Data pulled from a collection
- - - - -

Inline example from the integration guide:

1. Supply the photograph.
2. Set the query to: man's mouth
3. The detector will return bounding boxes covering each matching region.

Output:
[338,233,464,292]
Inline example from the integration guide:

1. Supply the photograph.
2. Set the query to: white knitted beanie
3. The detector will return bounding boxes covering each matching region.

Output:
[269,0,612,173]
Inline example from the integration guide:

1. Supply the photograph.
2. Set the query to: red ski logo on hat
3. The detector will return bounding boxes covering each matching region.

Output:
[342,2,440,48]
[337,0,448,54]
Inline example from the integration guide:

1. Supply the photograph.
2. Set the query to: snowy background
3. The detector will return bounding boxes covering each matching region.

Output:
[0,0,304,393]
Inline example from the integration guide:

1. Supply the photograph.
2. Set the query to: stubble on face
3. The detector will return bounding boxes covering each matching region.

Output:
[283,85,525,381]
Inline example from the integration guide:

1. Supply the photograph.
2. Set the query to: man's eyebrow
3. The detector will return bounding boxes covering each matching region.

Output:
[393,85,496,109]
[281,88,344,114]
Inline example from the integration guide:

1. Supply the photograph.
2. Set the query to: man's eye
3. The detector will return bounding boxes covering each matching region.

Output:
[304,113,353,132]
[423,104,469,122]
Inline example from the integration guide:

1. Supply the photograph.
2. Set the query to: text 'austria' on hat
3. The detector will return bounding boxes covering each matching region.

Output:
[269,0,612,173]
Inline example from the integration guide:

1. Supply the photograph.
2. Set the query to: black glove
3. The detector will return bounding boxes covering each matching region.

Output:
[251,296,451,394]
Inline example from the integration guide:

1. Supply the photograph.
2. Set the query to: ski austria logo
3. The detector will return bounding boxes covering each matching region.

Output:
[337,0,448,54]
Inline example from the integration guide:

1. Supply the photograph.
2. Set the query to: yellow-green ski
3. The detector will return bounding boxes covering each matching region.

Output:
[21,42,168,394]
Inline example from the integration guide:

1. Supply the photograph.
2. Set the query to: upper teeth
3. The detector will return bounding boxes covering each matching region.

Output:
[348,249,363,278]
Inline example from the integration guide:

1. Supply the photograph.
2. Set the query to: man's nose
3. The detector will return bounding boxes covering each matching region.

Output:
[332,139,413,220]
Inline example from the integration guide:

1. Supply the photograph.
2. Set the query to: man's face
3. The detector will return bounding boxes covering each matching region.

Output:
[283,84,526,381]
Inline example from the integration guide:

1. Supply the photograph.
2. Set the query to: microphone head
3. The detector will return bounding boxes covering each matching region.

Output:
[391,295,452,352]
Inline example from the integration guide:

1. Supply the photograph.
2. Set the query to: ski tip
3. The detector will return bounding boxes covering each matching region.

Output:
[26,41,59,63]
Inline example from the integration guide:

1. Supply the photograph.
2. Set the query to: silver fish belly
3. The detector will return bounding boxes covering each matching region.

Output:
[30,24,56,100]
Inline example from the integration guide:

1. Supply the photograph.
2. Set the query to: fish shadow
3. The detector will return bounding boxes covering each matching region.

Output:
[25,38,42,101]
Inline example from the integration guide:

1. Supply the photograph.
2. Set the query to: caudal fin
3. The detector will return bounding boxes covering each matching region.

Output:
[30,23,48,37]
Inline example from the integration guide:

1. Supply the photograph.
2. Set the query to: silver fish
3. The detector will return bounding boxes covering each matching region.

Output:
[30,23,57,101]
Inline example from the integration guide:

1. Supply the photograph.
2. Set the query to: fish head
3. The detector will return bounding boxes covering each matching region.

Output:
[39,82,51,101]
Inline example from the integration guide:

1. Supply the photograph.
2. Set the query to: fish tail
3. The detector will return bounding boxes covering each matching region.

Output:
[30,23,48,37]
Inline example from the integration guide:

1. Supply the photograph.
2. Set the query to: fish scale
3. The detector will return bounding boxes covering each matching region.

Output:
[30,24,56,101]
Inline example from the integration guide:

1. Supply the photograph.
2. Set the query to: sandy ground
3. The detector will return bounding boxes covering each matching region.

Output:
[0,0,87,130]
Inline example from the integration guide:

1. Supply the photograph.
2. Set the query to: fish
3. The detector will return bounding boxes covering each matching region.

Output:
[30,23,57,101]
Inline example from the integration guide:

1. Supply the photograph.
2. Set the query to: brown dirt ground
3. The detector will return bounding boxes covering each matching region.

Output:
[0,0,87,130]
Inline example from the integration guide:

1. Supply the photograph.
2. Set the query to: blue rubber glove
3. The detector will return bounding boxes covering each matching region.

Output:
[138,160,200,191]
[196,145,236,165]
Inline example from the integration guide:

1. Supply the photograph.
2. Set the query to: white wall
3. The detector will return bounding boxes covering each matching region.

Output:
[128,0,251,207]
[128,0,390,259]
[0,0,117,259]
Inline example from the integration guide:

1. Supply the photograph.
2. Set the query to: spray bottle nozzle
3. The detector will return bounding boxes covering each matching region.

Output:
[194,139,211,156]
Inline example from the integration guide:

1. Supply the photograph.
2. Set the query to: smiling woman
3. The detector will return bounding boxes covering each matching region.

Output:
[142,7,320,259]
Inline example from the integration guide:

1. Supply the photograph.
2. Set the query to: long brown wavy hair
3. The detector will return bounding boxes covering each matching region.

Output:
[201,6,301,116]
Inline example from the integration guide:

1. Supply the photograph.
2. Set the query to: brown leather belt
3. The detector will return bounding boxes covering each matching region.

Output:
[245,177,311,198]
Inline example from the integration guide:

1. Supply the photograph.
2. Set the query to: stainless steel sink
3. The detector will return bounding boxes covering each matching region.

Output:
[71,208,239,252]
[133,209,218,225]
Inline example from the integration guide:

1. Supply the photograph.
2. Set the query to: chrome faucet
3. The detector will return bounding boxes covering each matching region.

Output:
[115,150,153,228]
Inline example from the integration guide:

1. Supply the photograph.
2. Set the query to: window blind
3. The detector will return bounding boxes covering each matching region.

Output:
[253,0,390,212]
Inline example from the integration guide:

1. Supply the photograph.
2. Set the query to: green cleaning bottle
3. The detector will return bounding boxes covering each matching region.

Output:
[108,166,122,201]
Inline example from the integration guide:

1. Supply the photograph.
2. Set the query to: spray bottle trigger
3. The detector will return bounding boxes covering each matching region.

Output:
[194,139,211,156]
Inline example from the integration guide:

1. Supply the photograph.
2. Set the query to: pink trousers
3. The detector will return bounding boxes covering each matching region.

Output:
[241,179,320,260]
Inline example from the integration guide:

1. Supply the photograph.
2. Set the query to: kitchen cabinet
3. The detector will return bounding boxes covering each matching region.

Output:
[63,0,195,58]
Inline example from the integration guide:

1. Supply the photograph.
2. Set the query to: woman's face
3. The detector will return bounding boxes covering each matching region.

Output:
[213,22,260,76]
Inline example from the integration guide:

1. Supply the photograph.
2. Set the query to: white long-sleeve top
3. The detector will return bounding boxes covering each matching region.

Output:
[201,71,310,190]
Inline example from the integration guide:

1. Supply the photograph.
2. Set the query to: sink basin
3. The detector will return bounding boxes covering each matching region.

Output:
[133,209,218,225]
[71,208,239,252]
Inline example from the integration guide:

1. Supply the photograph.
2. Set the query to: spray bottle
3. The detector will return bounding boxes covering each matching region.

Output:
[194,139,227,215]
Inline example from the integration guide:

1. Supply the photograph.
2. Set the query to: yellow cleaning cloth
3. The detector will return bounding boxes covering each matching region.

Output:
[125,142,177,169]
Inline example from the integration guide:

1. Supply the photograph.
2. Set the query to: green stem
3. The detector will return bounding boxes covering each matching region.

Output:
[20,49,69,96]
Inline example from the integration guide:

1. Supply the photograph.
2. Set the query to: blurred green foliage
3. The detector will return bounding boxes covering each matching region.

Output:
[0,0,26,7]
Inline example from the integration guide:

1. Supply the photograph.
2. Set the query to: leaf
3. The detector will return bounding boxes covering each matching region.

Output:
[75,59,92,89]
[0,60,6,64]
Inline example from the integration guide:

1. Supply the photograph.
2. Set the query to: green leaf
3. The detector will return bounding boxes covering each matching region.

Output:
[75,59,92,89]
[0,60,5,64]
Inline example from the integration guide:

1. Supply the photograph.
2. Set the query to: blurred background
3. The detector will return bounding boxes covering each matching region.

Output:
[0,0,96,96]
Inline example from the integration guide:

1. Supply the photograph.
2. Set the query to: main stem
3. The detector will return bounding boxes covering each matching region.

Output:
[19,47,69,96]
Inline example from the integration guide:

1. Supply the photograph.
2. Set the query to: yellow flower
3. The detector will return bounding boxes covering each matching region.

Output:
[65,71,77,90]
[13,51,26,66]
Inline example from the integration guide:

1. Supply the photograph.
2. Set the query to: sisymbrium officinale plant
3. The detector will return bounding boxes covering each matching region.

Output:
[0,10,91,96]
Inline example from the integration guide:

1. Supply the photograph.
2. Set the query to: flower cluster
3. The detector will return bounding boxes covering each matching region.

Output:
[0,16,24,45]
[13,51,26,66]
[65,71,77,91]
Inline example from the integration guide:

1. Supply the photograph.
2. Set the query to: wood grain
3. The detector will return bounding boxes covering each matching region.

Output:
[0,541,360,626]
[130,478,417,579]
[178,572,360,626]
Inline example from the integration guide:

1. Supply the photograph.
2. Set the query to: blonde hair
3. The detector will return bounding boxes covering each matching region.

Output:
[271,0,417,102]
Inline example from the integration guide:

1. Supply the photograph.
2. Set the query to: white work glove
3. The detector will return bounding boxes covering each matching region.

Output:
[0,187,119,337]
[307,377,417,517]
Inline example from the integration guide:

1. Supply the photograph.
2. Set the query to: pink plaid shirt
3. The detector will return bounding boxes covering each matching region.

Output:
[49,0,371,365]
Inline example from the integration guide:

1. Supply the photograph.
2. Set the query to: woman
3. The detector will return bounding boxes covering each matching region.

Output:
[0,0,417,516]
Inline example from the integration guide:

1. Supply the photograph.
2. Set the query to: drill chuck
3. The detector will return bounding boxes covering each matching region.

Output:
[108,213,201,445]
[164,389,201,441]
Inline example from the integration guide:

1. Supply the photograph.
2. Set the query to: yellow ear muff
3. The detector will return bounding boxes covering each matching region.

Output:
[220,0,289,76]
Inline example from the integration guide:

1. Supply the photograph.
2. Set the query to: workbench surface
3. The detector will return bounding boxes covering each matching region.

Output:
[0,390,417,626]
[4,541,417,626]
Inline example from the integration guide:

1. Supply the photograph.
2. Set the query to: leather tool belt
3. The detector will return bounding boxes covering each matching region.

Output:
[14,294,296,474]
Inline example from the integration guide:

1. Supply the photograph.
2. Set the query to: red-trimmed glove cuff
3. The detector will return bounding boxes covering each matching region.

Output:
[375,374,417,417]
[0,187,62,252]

- - - - -

== PROBLEM REQUIREMENTS ==
Render everything from the start of the items down to the line containing "[281,88,344,114]" as a two-column CSV with the columns input and output. Give one row per item, with its text and its answer each in a single quoted field and line breaks turned into spaces.

== ANSWER TO THE EXERCISE ==
input,output
"Inline example from the integration guide: 1. Supply the photograph. 2. Set the query to: man's mouth 3. The detector will return bounding boxes covering each matching region. Output:","[338,233,464,292]"
"Inline example from the integration guide: 1. Supply the photograph. 2. Set the query to: white knitted beanie 3. The detector will return bounding boxes covering each matching region. Output:","[269,0,612,173]"
"Inline example from the integration guide: 1. Supply the photograph. 2. Set the query to: red ski logo on hat 3. The detector will return bounding boxes covering each matching region. Output:","[342,2,440,48] [337,0,448,54]"
"Inline example from the integration guide: 1. Supply the photograph. 2. Set the query to: snowy background 3. The detector will return bounding boxes covering each matching region. Output:","[0,0,304,393]"
"Inline example from the integration guide: 1. Supply the photograph. 2. Set the query to: stubble on face 3. The detector will return bounding boxes covering each matching region. Output:","[283,85,525,381]"
"Inline example from the integration guide: 1. Supply the photograph. 2. Set the query to: man's eyebrow 3. The detector will return bounding boxes covering each matching region. Output:","[393,85,496,109] [281,88,344,114]"